Rewrite the records below, replacing "single dot" with "single marker" and changing nothing else.

>>>>>

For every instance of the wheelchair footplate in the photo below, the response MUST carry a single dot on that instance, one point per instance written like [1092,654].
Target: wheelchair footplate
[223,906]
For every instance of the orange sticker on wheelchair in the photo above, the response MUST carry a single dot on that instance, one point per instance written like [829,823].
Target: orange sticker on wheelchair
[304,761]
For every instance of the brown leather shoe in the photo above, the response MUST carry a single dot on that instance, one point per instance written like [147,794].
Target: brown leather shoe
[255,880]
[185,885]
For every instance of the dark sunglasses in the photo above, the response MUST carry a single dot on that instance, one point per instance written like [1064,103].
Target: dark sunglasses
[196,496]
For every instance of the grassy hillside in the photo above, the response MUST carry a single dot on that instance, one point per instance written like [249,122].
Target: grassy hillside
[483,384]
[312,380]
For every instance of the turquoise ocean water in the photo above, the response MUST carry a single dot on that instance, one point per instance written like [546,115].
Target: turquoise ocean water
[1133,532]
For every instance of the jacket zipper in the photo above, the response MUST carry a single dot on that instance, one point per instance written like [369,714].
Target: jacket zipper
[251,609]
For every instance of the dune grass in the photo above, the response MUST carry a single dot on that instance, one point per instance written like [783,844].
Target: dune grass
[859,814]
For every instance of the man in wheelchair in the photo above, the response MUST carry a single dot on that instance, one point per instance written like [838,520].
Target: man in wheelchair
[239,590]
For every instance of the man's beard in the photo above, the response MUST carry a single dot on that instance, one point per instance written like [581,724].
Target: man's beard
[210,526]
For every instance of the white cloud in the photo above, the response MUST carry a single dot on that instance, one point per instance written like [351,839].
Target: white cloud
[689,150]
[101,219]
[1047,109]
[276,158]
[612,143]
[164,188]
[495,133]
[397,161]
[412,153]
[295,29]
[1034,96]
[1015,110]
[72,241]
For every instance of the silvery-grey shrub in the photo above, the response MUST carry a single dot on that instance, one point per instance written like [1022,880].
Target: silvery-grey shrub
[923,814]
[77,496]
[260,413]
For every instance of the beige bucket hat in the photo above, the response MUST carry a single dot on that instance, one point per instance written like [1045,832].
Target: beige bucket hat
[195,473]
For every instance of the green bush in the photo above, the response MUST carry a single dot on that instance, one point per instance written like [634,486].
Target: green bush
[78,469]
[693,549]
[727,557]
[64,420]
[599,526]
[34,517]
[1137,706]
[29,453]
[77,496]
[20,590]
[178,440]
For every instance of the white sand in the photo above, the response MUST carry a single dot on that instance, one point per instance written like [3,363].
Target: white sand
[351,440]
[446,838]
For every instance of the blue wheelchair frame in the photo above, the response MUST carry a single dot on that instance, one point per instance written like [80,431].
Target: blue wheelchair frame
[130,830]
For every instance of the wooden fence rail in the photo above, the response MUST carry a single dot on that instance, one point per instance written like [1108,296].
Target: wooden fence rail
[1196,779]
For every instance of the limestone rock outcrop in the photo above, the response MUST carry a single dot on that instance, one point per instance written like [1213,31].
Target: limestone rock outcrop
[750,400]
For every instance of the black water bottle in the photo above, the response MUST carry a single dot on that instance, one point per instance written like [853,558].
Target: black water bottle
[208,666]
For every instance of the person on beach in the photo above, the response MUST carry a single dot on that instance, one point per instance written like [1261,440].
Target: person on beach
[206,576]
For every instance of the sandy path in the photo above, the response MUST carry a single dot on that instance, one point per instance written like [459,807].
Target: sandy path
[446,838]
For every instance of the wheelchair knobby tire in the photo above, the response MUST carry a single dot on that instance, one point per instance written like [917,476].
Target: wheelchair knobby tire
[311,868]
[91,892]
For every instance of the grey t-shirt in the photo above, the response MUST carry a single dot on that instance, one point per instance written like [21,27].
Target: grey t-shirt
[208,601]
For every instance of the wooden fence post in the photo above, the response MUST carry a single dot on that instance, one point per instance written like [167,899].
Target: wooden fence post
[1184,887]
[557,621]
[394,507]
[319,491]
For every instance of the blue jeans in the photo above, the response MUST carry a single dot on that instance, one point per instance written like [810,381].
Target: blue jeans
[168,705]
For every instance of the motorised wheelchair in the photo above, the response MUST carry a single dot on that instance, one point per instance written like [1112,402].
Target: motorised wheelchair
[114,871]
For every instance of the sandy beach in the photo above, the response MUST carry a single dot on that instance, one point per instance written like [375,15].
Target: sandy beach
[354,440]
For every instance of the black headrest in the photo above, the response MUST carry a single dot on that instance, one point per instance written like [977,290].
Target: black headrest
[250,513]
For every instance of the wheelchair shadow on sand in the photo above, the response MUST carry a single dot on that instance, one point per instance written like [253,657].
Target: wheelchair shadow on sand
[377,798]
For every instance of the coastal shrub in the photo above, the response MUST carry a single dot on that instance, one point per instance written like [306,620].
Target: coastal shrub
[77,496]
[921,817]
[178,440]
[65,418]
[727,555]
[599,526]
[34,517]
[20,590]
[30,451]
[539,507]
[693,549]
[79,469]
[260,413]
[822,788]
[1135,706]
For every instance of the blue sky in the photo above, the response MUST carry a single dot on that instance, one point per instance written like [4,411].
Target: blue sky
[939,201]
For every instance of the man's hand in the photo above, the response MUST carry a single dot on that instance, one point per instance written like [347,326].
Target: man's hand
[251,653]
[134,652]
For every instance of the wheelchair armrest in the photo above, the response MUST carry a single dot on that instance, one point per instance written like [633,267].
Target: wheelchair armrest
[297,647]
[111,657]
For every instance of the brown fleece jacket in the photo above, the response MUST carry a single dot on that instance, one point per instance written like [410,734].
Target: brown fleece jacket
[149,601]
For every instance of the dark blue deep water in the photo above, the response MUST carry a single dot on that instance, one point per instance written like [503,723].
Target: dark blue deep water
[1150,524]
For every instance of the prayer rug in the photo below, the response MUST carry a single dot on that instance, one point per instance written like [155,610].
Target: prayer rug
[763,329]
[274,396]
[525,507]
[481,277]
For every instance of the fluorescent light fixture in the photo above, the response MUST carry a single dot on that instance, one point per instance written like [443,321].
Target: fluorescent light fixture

<<<<<

> **Solution below**:
For every instance of the wheelchair footplate in the photo below, the response MUST carry a single marker on that instance, one point per instance written like [1092,654].
Target: wheelchair footplate
[223,906]
For every instance of the orange sticker on wheelchair in the photo above, the response MUST carry a single marker on that instance, one point per instance written like [829,823].
Target: orange sticker on wheelchair
[304,761]
For every instance of the brown leather shoe in the photo above, the response MUST carry a single marker on that instance, one point per instance written like [147,794].
Target: brown leather shoe
[255,880]
[185,885]
For every instance of the dark sunglasses in the photo above, the response MUST carry a single marker on that instance, one point per instance written like [1064,103].
Target: dark sunglasses
[196,496]
For every instance of the grassy hillside in the photo above, the response MUST carry a single marker on that instance, one point per instance written like [249,122].
Target: grassy hillside
[483,384]
[312,380]
For every instance of the turquoise ocean water in the photo above, the response MUST carry a single marker on that instance, one point per instance written like [546,115].
Target: turquoise ocean water
[1133,532]
For every instance of the jacket zipper in the photo above, the response MUST carry a single marker on that instance, one point per instance written like [369,714].
Target: jacket zipper
[251,609]
For every instance of the dune grass in the photo above, the response MUST carry a single marker on that instance, one point per instance written like [783,844].
Target: dune grass
[859,814]
For every instance of the man in wheelchair in the photo above, the response MUST carry a single marker on that instance, one point per instance written like [838,520].
Target: man in wheelchair
[239,590]
For every instance of the man's beard in the photo above, the response MUST carry a single marker on that instance, one point per instance written like [581,724].
Target: man's beard
[210,526]
For every instance of the white cloud in the photo above, the response MUST carry a single marker on that instance, one point per instance written like [351,839].
Target: white cloud
[689,150]
[101,219]
[1047,109]
[276,158]
[612,143]
[164,188]
[495,133]
[397,161]
[412,153]
[295,29]
[1034,96]
[1015,110]
[72,241]
For every instance of the silvery-grey shrub in the photo above, the response MUST carry a single marker on that instance, one point per instance written like [1022,880].
Target: silvery-grey shrub
[923,814]
[77,496]
[260,413]
For every instance of the beige bucket hat in the photo above, the response MUST carry a single marker on that instance, one point per instance written like [1045,832].
Target: beige bucket hat
[195,473]
For every instance of the green bush in the photo above, the response MUST carry a single marker on that instance, one point per instance written like [634,486].
Target: green bush
[78,469]
[693,549]
[727,557]
[64,420]
[599,526]
[34,517]
[1137,706]
[29,453]
[77,496]
[20,590]
[178,440]
For every instance of the white sand in the photo above, the response MUST carry a single marker on that instance, one point per instance written like [3,363].
Target: white sand
[351,440]
[446,838]
For every instance of the blue wheelchair frame in the photo above, the response MUST carry a single marker on that instance, one point per instance written like [80,431].
Target: blue wheelchair frame
[130,830]
For every instance of the wooden fence rail in the photo above, the response MUST carry a single marker on that instance, one point per instance written like [1108,296].
Target: wooden fence rail
[1196,779]
For every instance of the limestone rock outcrop in the photo above, the response MUST carry a single marker on that instance, one point per instance written like [1213,31].
Target: limestone rock outcrop
[750,400]
For every instance of the black water bottle in the photo above, the response MUST carry a single marker on that instance, one point per instance written like [853,558].
Target: black water bottle
[208,666]
For every instance of the person on beach in the photo above, the response MUST carry a single marker on that instance, one point per instance written like [1261,440].
Target: person on beach
[206,576]
For every instance of the sandy path in the photo above, the response MUST carry a single marker on that instance, one point per instance written like [459,807].
Target: sandy path
[446,838]
For every instance of the wheelchair knobby tire in the photo above, the response MUST carry a single marker on that instance, one point per instance written like [917,476].
Target: wheelchair knobby tire
[311,868]
[91,892]
For every instance of the grey t-shirt in the photo above, the response MUST carry a single marker on that instance, one point per instance written like [21,27].
Target: grey t-shirt
[208,601]
For every instance of the wooden fence post in the photo above, the response MUST carry a single marker on that instance, one point per instance written like [167,899].
Target: wooden fence post
[1184,887]
[557,621]
[394,507]
[319,491]
For every instance of the blue jeans in the photo above, the response MUST carry a single marker on that instance, one point per instance written like [810,381].
Target: blue jeans
[168,705]
For every instance of the motorised wheelchair in the photo above, the response MUST carry a single marker on that instance, one point per instance written like [1112,402].
Target: motorised wheelchair
[114,871]
For every instance of the sandy beach in the photo above, the response MUST carry a single marker on that instance, one point per instance written like [375,15].
Target: sandy beach
[354,440]
For every instance of the black headrest in the photo above, the response MUST carry a single marker on that instance, one point per instance written like [977,290].
Target: black headrest
[250,513]
For every instance of the wheelchair shadow on sand in the photo above, the response MUST carry a single marker on that instance, one point per instance written like [253,657].
Target: wheelchair shadow on sand
[377,798]
For every instance of the coastal shrub in the photo above, the response MUST carry a single marker on that instance, one point per instance written like [306,620].
Target: coastal shrub
[77,496]
[921,817]
[178,440]
[65,418]
[727,555]
[599,526]
[34,517]
[20,590]
[30,451]
[539,507]
[693,549]
[79,469]
[260,413]
[822,788]
[1135,706]
For every instance of the blue sky in the photo above, the response MUST carry a single marker on that instance, one point per instance written like [4,411].
Target: blue sky
[939,201]
For every instance of the man's hand in the photo above, the response MUST carry a single marker on that instance, one point per instance written like [347,326].
Target: man's hand
[251,653]
[134,652]
For every instance of the wheelchair armrest in the photo above, the response MUST carry a single marker on that instance, one point per instance written like [633,267].
Target: wheelchair armrest
[297,647]
[111,657]
For every instance of the brown fleece jacket in the photo above, the response MUST carry a single marker on that instance, one point per instance written like [410,734].
Target: brown fleece jacket
[149,601]
For every instance of the dark blue deep water in the photo above, the response MUST carry a single marker on that instance, one point per instance written like [503,723].
Target: dark blue deep water
[1150,524]
For every instance of the prayer rug in the photo below, the response MUST carry a single marker on that instance, one point per instance written like [155,610].
Target: prayer rug
[763,329]
[274,396]
[525,507]
[481,277]
For every instance of the fluorescent light fixture in the photo above, the response MUST carry a single marker on that instance, one point per instance written like [443,321].
Target: fluorescent light fixture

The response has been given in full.